**Required work**
Can you copy all of the records below word for word, keeping every line unchanged?
______
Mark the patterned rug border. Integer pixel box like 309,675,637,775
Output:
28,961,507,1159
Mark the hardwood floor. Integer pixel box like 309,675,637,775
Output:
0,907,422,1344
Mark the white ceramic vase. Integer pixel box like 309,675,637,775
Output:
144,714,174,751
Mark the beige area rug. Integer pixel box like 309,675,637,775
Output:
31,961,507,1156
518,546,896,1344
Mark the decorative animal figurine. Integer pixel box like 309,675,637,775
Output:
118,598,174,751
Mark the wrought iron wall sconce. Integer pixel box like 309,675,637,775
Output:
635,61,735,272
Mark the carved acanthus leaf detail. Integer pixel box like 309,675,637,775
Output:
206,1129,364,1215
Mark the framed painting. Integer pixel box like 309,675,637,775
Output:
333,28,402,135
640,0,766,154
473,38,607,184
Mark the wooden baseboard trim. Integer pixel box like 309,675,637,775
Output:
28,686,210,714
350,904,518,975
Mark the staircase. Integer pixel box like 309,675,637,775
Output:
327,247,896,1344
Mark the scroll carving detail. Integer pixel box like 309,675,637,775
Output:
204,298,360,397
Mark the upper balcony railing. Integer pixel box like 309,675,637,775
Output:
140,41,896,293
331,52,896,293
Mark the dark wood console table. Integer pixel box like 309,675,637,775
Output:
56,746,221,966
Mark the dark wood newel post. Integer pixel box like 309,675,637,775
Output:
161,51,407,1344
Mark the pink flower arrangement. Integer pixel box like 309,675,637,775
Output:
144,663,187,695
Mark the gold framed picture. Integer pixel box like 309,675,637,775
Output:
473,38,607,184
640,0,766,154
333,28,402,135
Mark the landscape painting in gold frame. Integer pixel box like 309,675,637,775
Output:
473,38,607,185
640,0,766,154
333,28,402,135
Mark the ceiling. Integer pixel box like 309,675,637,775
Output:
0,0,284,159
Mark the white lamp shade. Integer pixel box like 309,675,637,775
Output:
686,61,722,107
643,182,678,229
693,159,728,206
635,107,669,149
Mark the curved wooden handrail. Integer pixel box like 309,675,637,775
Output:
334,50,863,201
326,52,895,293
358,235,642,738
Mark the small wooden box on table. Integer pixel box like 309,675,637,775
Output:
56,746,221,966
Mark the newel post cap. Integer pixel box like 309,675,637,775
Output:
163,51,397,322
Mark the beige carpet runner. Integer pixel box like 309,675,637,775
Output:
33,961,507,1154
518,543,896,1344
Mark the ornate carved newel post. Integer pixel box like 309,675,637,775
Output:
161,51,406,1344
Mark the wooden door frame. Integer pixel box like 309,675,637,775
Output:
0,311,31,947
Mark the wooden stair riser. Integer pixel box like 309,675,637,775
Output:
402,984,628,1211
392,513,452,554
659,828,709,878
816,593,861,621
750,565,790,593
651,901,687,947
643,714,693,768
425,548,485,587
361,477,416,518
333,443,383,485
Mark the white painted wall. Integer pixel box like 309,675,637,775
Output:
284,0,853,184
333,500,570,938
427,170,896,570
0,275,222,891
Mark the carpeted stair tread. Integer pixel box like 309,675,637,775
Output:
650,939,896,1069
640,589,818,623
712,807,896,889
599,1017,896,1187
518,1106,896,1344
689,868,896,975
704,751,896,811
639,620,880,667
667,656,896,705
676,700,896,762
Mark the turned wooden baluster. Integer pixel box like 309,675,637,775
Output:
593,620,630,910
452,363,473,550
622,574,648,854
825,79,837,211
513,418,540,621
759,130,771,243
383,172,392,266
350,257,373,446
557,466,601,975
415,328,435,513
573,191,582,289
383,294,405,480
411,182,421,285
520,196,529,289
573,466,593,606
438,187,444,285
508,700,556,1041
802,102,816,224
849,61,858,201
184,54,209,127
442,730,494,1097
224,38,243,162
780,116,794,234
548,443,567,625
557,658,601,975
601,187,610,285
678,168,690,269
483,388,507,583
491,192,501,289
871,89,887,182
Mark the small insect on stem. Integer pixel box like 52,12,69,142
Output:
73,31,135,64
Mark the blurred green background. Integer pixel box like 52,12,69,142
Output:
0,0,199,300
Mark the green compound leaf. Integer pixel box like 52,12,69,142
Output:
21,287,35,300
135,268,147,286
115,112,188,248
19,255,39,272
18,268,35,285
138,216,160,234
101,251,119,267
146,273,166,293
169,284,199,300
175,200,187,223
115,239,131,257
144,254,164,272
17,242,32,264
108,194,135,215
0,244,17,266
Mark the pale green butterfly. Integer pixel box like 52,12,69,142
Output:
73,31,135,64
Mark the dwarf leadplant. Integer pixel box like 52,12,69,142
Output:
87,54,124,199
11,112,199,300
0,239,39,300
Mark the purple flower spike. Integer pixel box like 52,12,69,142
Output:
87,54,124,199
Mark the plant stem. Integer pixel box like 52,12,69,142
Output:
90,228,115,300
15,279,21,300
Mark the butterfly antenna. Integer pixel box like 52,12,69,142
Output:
______
**Solution to this exercise**
Mark the patterned rug border. Integer pixel box like 309,675,637,775
Output:
28,961,507,1159
Mark the hardwood floor. Integer pixel box like 309,675,637,775
Output:
0,907,422,1344
Mark the white ceramic vase. Integer pixel box like 309,675,637,775
Output:
144,714,174,751
Mark the beige area rug. Integer pixel box like 309,675,637,775
Output:
31,961,507,1156
518,546,896,1344
Mark the decorative animal figurine. Integer pixel box like 309,675,637,775
Output:
118,598,174,751
Mark the wrought iron wall sconce. Integer pixel box like 309,675,637,775
Output:
635,61,735,272
Mark the carved acanthus leaf detail. Integer pixel box like 309,675,637,775
Output:
206,1129,364,1215
Mark the framed painting. Integer pixel box like 309,675,637,775
Output:
333,28,402,135
640,0,766,154
473,38,607,184
Mark the wooden baseboard trim. Integer pixel box like 309,675,637,775
Output:
28,686,210,714
350,904,518,975
Mark the staircase. Integer pixel box like 309,675,637,775
Output:
327,247,896,1344
Mark the scroll carving detail. Integer pixel box like 309,675,637,775
Output:
204,298,360,397
Mark the upper balcony railing. Integer pixel box like 309,675,637,775
Output:
140,41,896,293
331,52,896,293
Mark the dark wood console table. Integer pixel box like 309,675,637,775
Output:
56,746,221,966
Mark the dark wood newel post. Integer pixel box like 309,675,637,775
Output:
161,51,407,1344
Mark the pink flower arrangement. Integer pixel box like 309,675,637,775
Output:
144,663,187,695
Mark the gold framed picture. Integer pixel box like 309,675,637,775
Output:
473,38,607,184
640,0,766,154
333,28,402,135
Mark the landscape painting in gold frame. Integer pixel box like 309,675,637,775
Output:
473,38,607,185
640,0,766,154
333,28,402,135
Mark the ceiling. Integer pixel box like 309,675,637,775
Output:
0,0,284,159
Mark the white lamp shade. Integer pixel box like 309,675,637,775
Output:
686,61,722,107
643,182,678,229
693,159,728,206
635,107,669,149
Mark the curved wooden handrail. Integer pixel box like 309,675,637,775
Output:
334,50,863,201
326,52,895,293
358,235,642,738
Mark the small wooden box on table. Integer pixel box like 309,675,637,775
Output:
56,746,221,966
Mark the newel post cap. Integer pixel box like 309,675,637,775
Output:
163,51,397,322
Mark the beige carpet runner. Integer pixel box like 309,675,637,775
Output:
33,961,507,1154
518,543,896,1344
Mark the ornate carved newel post. Integer pixel box like 309,675,637,775
Output:
161,51,406,1344
Mark the wooden door frame. Integer pixel box like 309,675,637,775
Output:
0,311,31,947
Mark the wooden stair riser. Integer pixel box like 309,675,637,775
Output:
402,984,628,1211
392,513,452,554
659,828,709,878
816,593,861,621
750,565,790,593
651,901,687,947
643,714,693,768
425,548,485,587
361,477,416,518
333,443,383,485
Mark the white painted wall. Integer pixel box like 309,675,637,775
Output:
284,0,853,184
333,500,570,938
427,170,896,570
0,275,222,891
Mark the carpeted stair tread. Integer pixel box like 309,675,637,775
Output:
650,939,896,1069
640,589,818,623
712,807,896,889
599,1017,896,1187
518,1106,896,1344
689,868,896,975
704,751,896,811
639,620,880,667
667,656,896,705
676,700,896,762
Mark the turned wooden baluster. Integer pixel box like 309,675,637,775
Output:
593,620,630,910
452,363,473,550
622,574,648,854
825,79,837,211
513,418,540,621
759,130,771,243
383,172,392,266
350,257,373,446
557,466,601,975
415,328,435,513
573,191,582,289
383,294,405,480
411,182,421,285
520,196,529,289
573,466,593,606
438,187,444,285
508,700,556,1041
802,102,816,224
849,61,858,201
184,54,209,127
442,730,494,1097
224,38,243,162
780,116,794,234
548,443,567,625
557,658,601,975
601,187,610,285
678,168,690,269
483,388,507,583
491,192,501,289
871,89,887,182
Mark the small insect on stem. Integer pixel box like 52,12,69,142
Output:
73,31,135,64
Mark the blurred green background. Integer pixel box like 52,12,69,142
Output:
0,0,199,300
Mark the green compound leaf. Integer pixel box like 52,12,69,142
Output:
21,287,35,300
135,268,147,286
115,112,188,248
19,255,39,272
18,268,35,285
138,216,160,234
101,251,119,267
146,273,166,293
169,284,199,300
175,200,187,223
115,239,131,257
144,254,164,272
17,242,32,264
108,194,135,215
0,244,17,266
Mark the pale green butterfly. Integer pixel box like 52,12,69,142
Output:
73,31,135,64
Mark the dwarf leadplant. Integer pixel box like 52,12,69,142
Output:
87,54,124,199
11,112,199,300
0,239,39,300
Mark the purple flower spike. Integer pixel box like 52,12,69,142
Output:
87,54,124,199
Mark the plant stem. Integer pixel box like 52,12,69,142
Output:
90,228,115,300
15,279,21,300
Mark the butterfly antenna. Integer pixel box like 52,12,69,142
Output:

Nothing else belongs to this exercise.